* [WHAT IS ASKED]: Can you retype only the lines from the one with "Trace the outline of every instance of the crib" through the final line of the material, exactly as given?

[Labeling and segmentation records]
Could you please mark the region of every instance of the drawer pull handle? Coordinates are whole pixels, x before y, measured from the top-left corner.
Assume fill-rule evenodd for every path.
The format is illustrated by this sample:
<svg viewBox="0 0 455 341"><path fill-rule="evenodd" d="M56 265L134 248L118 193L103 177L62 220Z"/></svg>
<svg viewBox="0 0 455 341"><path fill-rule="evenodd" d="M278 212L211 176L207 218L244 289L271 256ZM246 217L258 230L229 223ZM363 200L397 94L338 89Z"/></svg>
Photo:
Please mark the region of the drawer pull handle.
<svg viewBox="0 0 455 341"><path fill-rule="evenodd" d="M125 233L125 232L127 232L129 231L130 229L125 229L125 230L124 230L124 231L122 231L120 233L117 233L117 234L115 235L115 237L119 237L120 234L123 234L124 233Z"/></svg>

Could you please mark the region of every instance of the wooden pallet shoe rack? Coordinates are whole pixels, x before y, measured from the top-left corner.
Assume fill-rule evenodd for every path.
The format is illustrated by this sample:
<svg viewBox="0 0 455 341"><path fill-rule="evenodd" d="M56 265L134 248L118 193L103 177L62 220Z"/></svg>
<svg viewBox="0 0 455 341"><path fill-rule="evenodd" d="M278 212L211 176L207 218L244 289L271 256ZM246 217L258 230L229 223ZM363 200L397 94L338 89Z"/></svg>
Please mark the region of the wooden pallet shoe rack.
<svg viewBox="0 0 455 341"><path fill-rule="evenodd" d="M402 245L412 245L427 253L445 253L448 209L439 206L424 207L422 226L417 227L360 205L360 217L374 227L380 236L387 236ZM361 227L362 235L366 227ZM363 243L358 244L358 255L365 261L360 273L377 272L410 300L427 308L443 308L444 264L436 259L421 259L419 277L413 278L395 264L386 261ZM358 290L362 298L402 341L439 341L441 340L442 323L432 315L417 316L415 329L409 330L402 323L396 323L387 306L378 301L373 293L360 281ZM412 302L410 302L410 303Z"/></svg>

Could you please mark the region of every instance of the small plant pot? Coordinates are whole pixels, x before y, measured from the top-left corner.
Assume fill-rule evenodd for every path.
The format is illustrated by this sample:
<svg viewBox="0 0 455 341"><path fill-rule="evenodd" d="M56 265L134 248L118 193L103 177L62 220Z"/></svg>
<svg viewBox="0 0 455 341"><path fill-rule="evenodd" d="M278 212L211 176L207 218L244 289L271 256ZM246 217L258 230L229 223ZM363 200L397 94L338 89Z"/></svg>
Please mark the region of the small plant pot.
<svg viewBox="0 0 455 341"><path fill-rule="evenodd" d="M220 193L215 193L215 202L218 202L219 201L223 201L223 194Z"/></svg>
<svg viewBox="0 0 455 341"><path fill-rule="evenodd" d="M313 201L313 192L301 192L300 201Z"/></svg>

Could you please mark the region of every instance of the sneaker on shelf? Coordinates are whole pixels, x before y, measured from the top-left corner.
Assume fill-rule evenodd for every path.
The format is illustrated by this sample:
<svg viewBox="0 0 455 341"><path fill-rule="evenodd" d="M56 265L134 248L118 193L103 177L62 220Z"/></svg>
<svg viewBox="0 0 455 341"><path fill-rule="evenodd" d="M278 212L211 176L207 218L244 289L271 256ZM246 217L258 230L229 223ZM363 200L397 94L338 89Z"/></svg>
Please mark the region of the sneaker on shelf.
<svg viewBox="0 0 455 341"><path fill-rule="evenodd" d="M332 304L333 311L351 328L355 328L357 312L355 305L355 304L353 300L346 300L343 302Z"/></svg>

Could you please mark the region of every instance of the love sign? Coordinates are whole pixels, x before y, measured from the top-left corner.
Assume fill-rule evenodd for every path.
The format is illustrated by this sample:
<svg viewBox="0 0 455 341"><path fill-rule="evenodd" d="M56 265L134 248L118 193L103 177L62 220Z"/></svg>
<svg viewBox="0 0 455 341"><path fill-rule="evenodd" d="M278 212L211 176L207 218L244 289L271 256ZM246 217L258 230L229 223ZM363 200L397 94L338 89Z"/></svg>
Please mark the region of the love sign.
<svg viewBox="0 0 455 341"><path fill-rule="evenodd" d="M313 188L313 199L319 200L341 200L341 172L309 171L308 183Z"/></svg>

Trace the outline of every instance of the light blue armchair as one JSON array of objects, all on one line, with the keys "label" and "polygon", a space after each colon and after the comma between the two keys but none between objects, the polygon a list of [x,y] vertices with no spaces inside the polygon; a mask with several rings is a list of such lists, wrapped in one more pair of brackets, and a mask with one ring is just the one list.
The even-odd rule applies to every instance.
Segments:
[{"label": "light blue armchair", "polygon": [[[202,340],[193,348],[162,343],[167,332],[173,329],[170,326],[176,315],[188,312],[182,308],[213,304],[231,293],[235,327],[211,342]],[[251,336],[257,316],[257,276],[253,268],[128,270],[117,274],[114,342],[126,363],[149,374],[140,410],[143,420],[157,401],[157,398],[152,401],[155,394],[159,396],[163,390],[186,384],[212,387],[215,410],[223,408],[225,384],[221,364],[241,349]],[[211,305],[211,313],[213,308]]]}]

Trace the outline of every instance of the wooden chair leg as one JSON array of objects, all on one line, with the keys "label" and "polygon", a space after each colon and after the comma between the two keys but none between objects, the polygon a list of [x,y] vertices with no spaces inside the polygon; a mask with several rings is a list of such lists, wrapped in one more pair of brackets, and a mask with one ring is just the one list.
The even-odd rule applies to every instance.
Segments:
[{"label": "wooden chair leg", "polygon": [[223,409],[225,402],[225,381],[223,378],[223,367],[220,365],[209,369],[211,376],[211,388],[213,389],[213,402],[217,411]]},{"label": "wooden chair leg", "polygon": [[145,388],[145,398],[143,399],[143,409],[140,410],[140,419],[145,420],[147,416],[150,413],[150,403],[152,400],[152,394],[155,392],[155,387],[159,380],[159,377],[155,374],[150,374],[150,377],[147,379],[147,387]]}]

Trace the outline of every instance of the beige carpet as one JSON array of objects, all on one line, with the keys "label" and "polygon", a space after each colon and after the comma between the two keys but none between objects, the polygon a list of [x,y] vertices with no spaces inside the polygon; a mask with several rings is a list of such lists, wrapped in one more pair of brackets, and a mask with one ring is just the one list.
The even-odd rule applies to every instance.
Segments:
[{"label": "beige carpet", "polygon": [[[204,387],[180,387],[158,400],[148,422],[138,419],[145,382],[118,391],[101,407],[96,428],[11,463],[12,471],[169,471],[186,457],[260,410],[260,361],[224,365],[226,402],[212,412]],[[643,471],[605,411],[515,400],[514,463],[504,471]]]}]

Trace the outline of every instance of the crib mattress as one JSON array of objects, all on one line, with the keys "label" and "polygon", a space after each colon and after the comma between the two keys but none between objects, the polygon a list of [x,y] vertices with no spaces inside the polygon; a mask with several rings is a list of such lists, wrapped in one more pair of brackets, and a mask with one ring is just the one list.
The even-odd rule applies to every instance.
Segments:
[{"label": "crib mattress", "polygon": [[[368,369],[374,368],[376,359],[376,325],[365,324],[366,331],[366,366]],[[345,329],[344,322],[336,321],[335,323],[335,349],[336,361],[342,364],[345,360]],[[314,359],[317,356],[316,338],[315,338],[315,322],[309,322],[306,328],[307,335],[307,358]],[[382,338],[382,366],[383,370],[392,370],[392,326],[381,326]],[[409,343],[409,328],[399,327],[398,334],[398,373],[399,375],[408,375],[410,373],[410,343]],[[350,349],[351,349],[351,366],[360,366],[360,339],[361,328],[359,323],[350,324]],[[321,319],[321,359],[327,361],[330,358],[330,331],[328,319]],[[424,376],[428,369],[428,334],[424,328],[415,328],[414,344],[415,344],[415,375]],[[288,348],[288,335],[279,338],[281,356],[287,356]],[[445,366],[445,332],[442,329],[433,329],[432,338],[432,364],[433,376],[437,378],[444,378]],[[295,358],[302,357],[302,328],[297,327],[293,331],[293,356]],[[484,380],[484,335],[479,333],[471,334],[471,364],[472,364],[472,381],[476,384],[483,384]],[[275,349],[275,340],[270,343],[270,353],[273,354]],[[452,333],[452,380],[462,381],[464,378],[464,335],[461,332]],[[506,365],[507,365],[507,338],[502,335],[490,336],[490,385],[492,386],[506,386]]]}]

* [SOLVED EXERCISE]:
Trace the outline of every instance of the crib mattress as one JSON array of objects, all on one line, with the keys "label" and "polygon", a space after each colon and after the comma between the two keys but none between objects, the polygon a list of [x,y] vertices with no spaces inside the polygon; a mask with several rings is a list of such lists, wrapped in one more pair of brackets, and a mask with one ring is just the one list.
The even-odd rule applies to every instance.
Segments:
[{"label": "crib mattress", "polygon": [[[368,369],[374,368],[376,359],[376,325],[365,324],[366,331],[366,366]],[[345,329],[344,322],[336,321],[335,323],[335,349],[336,361],[342,364],[345,360]],[[314,359],[317,356],[316,338],[315,338],[315,322],[309,322],[306,328],[307,335],[307,358]],[[382,338],[382,366],[383,370],[392,370],[392,326],[381,326]],[[409,343],[409,328],[399,327],[398,334],[398,373],[399,375],[408,375],[410,373],[410,343]],[[350,349],[351,349],[351,366],[360,366],[360,339],[361,328],[359,323],[350,324]],[[321,319],[321,359],[327,361],[330,358],[330,331],[328,319]],[[424,376],[428,369],[428,334],[424,328],[415,328],[414,344],[415,344],[415,375]],[[288,348],[288,335],[279,338],[281,356],[287,356]],[[445,366],[445,332],[442,329],[433,329],[432,338],[432,364],[433,376],[437,378],[444,378]],[[295,358],[302,357],[302,328],[297,327],[293,331],[293,356]],[[484,380],[484,335],[479,333],[471,334],[471,364],[472,364],[472,381],[476,384],[483,384]],[[275,349],[275,340],[270,343],[270,353],[273,354]],[[452,333],[452,380],[462,381],[464,378],[464,335],[461,332]],[[506,365],[507,365],[507,338],[502,335],[490,336],[490,385],[492,386],[506,386]]]}]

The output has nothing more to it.